→ Records:
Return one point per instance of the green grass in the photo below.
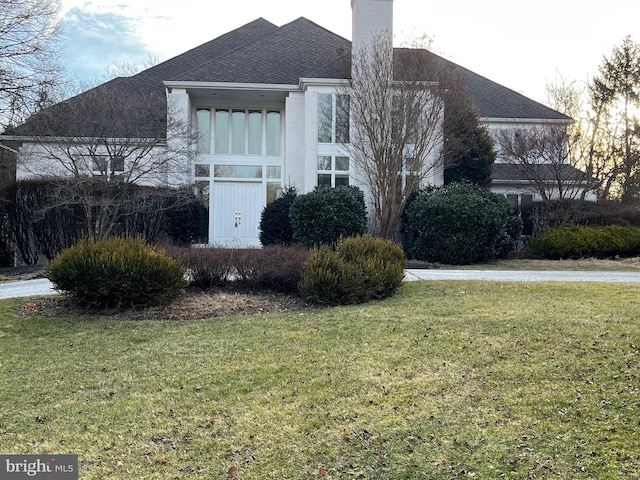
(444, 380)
==
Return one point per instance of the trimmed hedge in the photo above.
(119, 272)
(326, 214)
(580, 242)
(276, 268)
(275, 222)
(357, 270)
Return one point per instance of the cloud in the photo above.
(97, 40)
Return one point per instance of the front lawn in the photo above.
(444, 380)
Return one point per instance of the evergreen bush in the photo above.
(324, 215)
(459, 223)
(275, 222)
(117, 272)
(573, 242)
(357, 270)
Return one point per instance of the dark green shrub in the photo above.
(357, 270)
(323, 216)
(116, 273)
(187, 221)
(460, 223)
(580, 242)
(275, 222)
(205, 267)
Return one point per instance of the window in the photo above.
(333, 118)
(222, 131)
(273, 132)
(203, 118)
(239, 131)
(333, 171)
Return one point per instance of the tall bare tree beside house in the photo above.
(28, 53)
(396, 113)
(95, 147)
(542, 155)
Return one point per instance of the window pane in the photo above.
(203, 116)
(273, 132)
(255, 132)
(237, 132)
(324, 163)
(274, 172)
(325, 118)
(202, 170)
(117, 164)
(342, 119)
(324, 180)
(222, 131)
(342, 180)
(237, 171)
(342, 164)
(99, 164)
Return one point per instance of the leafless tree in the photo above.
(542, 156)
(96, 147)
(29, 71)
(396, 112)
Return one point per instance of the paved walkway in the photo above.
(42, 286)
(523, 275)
* * *
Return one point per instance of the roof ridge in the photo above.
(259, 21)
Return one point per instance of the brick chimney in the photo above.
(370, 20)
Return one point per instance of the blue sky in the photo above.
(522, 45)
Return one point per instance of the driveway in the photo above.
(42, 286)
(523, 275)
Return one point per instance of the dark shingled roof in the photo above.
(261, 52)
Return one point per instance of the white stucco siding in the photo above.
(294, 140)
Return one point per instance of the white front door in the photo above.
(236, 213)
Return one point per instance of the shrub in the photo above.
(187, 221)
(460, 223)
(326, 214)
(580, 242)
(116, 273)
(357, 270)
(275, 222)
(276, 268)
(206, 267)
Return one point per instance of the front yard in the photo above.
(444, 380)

→ Problem requirements: Find every line in the listing above that contains the word "front", and copy each of those lines in full.

→ Result of the task:
Return one point per instance of the front lawn in the photo above.
Return one point per instance of the white front door in the photo above.
Return one point per instance of the front yard in the photo above.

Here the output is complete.